■ **LESETEXT**:
Vielleicht darf man Ogawas literarische Aktanten nicht als Entwürfe veritabler Menschen sehen, sondern als Marionetten, die das seelische Drama im Inneren der Protagonistin ausagieren, bis sich in dieser Umbruchs- und Übergangssituation – von der gedemütigten Hausfrau hin zur selbstbestimmten Künstlerin – die Psyche der in ihren Nöten gefangenen Hauptfigur wieder harmonisiert. Auf eine solche Lesart gibt es manchen Hinweis. Situationen asketisch-trauriger Zurückhaltung finden sich plötzlich mit Szenen hemmungsloser Aneignung durchsetzt – die weiblichen Gestalten in Rurikos Umfeld charakterisiert allesamt ein riesiger Appetit: Die Wirtin der Herberge in der Nähe ihres Feriendomizils pflegt gewaltig zuzuschlagen und ist deshalb von fülligster Gestalt. Ihre ehemalige Kalligrafielehrerin, die mit ihr ein neues Studio eröffnen will, verschlingt bei einem Essen beim Italiener marinierte Champignons, Risotto mit Saubohnen und Tintenfisch-Pasta mit derartigem Elan, dass die Tischdecke überall von „den schwarzen Nudeln befleckt“ war. Ist sie eine Fantasie, eine imaginäre Meisterin der Schrift, die Ruriko sagen will, sie solle sich ihres Talents endlich verschwenderisch bedienen und ihr Können rücksichtslos auf einer weißen Fläche verwirklichen, so wie die Tintenfischnudeln Spuren auf der Tischdecke hinterlassen? Selbst die anmutige Kaoru zeichnet sich durch einen regen Appetit aus.

Wenn Ogawa in der Geschichte über zwei alte Damen berichtet, dürften keine Seniorenportraits beabsichtigt worden sein. Die Autorin deutet damit an, welchen Verlauf Rurikos Schicksal nach der gescheiterten Ehe nehmen könnte. Rückzug in die Waldeinsiedelei und einsamer Tod am Holzbalken oder sich mutig den Unwägbarkeiten des Lebens überlassen, was Ruriko den Weg zur erfolgreichen Vermarktung ihrer Kunst eröffnet, inklusive Arbeitsvertrag und Krankenversicherung, sprich den Aufbruch in die Realität und die Loslösung vom Moratorium.

Der Mops Donatello, genannt Dona

Ogawas Puppenensemble besteht nicht nur aus menschlichen Figuren, sie lässt auch zahlreiche Tiere über die Bühne huschen: der Pfau als Verkörperung gesunder narzisstischer Impulse, zum Radschlagen bewegt durch die dicke Herbergswirtin, die tote kleine Maus als Symbol für Rurikos verlorene Föten. Ferner treten in Erscheinung Libellen, Zitronenfalter, Geckos, Käfer, Katzen, Ziegen und der Mops Dona. Bei Dona handelt es sich um ein halb erblindetes Exemplar fortgeschrittenen Alters, das seinen Ruhestand in Nittas Werkstatt verbringt. Bezeichnenderweise weist sein Name auf die europäische Kulturgeschichte hin, nämlich auf den Florentiner Bildhauer Donatello (1386–1466). Hier sei noch angemerkt, dass Rurikos Kosmos stark europäisch geprägt ist, die Rede ist meist von Frankreich, Italien, England und Deutschland. Japanische Elemente spielen offenbar nur eine untergeordnete Rolle. Die Europäisierung der Kunst- und Geschmackswelt im Japan der 1980er-Jahre spiegelt jedoch die Mode der Zeit und charakterisiert die damalige Rezeption erlesener westlicher Kulturzeugnisse – angeleitet nicht zuletzt von den Konzeptstores der großen Kaufhäuser.

■ **Datensätze zum Zeigen auf benannte Objekte**:
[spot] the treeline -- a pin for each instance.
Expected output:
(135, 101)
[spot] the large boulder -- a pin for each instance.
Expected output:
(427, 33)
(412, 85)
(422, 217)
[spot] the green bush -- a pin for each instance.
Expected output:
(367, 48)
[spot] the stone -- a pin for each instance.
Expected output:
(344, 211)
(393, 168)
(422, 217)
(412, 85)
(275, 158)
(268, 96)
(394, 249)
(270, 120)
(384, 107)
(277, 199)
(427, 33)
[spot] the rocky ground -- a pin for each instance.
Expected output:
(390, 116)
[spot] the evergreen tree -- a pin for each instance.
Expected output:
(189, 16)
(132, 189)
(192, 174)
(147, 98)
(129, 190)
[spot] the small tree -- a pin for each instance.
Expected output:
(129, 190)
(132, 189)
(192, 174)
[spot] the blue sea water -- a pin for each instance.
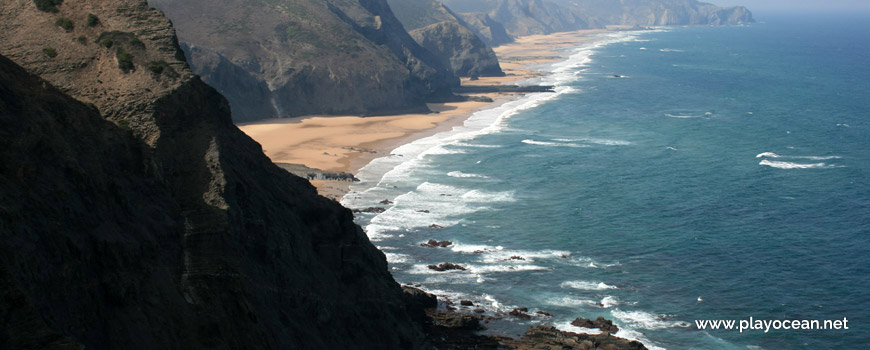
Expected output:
(724, 175)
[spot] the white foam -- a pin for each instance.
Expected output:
(679, 116)
(498, 268)
(774, 155)
(767, 154)
(571, 301)
(790, 165)
(586, 285)
(431, 204)
(474, 145)
(460, 174)
(646, 320)
(395, 258)
(568, 327)
(603, 142)
(473, 248)
(528, 256)
(552, 144)
(609, 302)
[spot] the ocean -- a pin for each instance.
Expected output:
(676, 174)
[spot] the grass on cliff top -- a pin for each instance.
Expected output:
(93, 20)
(48, 5)
(64, 23)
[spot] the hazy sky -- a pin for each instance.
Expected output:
(791, 5)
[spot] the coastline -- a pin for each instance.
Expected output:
(348, 143)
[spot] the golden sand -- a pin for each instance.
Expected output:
(347, 143)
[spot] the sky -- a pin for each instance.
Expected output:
(795, 5)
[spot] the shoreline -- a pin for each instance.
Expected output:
(348, 143)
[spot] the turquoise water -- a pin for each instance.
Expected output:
(723, 175)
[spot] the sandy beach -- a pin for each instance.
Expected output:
(347, 143)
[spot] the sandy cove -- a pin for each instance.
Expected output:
(347, 143)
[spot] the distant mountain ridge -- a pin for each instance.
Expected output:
(441, 32)
(300, 57)
(526, 17)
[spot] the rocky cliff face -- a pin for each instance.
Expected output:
(142, 218)
(526, 17)
(492, 32)
(662, 12)
(466, 54)
(291, 57)
(441, 32)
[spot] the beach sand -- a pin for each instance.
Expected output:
(347, 143)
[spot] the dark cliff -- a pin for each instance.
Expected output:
(299, 57)
(145, 219)
(441, 32)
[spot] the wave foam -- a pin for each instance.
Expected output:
(586, 285)
(603, 142)
(460, 174)
(646, 320)
(790, 165)
(552, 144)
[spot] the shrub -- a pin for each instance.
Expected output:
(135, 42)
(93, 20)
(64, 23)
(50, 52)
(125, 60)
(156, 67)
(123, 123)
(47, 5)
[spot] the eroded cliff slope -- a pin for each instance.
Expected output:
(441, 32)
(298, 57)
(135, 215)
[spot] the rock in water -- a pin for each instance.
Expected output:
(446, 267)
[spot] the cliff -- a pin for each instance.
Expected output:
(290, 57)
(440, 31)
(663, 12)
(492, 32)
(135, 215)
(528, 17)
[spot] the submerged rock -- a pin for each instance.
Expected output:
(446, 267)
(601, 323)
(433, 243)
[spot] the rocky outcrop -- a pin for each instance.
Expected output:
(142, 218)
(601, 323)
(441, 32)
(461, 49)
(527, 17)
(550, 338)
(301, 57)
(663, 12)
(492, 32)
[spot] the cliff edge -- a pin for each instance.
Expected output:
(135, 215)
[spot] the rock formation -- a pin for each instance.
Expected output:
(527, 17)
(299, 57)
(142, 218)
(441, 32)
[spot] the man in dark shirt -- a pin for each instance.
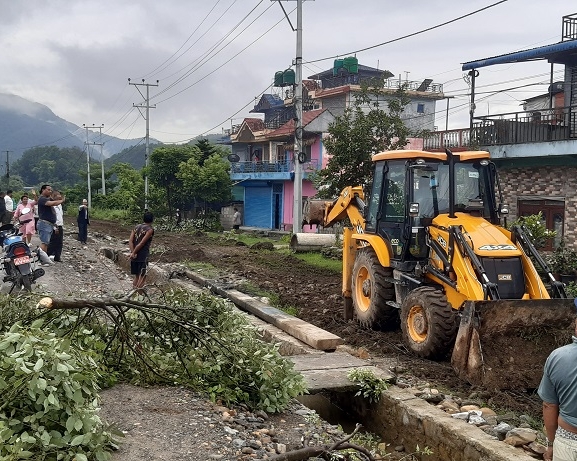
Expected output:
(46, 215)
(139, 242)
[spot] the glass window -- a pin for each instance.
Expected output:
(395, 193)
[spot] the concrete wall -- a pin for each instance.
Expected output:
(544, 182)
(401, 418)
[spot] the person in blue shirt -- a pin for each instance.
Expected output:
(558, 390)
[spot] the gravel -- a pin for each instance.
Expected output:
(171, 422)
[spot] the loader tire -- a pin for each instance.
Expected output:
(371, 291)
(428, 323)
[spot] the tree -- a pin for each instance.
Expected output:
(209, 182)
(365, 128)
(164, 166)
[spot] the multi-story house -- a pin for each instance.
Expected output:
(263, 149)
(535, 149)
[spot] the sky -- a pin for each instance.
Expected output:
(213, 59)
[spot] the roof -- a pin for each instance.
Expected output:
(362, 70)
(255, 124)
(289, 127)
(557, 53)
(439, 156)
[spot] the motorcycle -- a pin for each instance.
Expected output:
(18, 262)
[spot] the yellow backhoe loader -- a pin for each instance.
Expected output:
(426, 247)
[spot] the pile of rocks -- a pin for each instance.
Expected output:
(511, 429)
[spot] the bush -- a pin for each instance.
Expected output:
(49, 399)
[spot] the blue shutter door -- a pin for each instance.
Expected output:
(258, 207)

■ **AUFGABE A**: Nenne alle europäischen Länder, die laut Lesetext Rurikos Kosmos prägen.
■ **AUFGABE B**: Wo verbringt der Mops Dona laut Lesetext seinen Ruhestand?
Die Datensätze sind eigenständiges Material und gehören nicht zum Lesetext.

■ **LÖSUNG A**: Frankreich, Italien, England und Deutschland

■ **LÖSUNG B**: In Nittas Werkstatt.